Work to complete » Please rewrite the lines from the one containing "Where can the eyeglasses" through the end of the records as a numbered list, leaving out any blank lines.

[Pointing dataset records]
++++++

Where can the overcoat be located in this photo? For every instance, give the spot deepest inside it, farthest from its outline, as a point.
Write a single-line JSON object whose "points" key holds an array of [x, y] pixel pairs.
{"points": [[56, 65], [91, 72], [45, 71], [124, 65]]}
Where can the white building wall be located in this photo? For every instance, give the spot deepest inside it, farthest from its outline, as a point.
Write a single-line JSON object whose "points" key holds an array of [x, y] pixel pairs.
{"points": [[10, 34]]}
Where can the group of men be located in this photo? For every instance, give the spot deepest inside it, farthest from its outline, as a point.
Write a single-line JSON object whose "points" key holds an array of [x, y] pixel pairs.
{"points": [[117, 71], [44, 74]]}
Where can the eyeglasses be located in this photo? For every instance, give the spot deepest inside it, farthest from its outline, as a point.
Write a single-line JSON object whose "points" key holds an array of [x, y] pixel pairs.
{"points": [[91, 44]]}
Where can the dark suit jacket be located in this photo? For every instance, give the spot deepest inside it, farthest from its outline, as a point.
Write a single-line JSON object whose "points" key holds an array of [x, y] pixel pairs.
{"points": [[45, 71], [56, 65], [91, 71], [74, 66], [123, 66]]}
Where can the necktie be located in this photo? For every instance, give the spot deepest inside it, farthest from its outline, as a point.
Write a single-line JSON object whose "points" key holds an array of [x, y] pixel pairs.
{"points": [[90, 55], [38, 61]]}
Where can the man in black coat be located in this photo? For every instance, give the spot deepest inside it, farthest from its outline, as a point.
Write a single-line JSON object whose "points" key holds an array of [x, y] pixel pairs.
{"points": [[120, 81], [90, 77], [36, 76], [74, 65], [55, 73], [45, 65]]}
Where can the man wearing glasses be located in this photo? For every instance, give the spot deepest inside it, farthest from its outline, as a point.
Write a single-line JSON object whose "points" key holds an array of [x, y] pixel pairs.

++++++

Worked answer »
1. Where can the eyeglasses be located in this photo? For every instance, give the spot deepest inside it, farthest from its outline, as a point.
2. Write a single-line JSON object whose "points" key holds an array of [x, y] pixel pairs.
3. {"points": [[91, 44]]}
4. Where can the dark suit jacket be located in this photo? For every instance, give the spot deepest inside it, farthest from its outline, as a point.
5. Write a single-line JSON object whose "points" key holds an array of [x, y] pixel pairs.
6. {"points": [[45, 71], [56, 65], [91, 71], [74, 66], [123, 66]]}
7. Where can the necktie be located in this photo? For every instance, give the spot deepest inside it, farthest from its outline, as a point.
8. Write a single-line JSON object whose "points" key holds an array of [x, y] pixel pairs.
9. {"points": [[90, 55], [38, 61]]}
10. Where can the man in black coat be located in this photo? For every instance, give the spot deepest inside it, farthest from its outline, as a point.
11. Write a single-line JSON object whose "points" key holds an array of [x, y] pixel pairs.
12. {"points": [[120, 81], [90, 77], [36, 76], [74, 65], [55, 73], [45, 65]]}
13. Where can the man wearing glasses be located in this photo? For every instance, give the spot deepest inside it, farthest from its outline, as a point.
14. Write a single-line JSON object whose "points" key holds an array of [x, y] pixel pairs.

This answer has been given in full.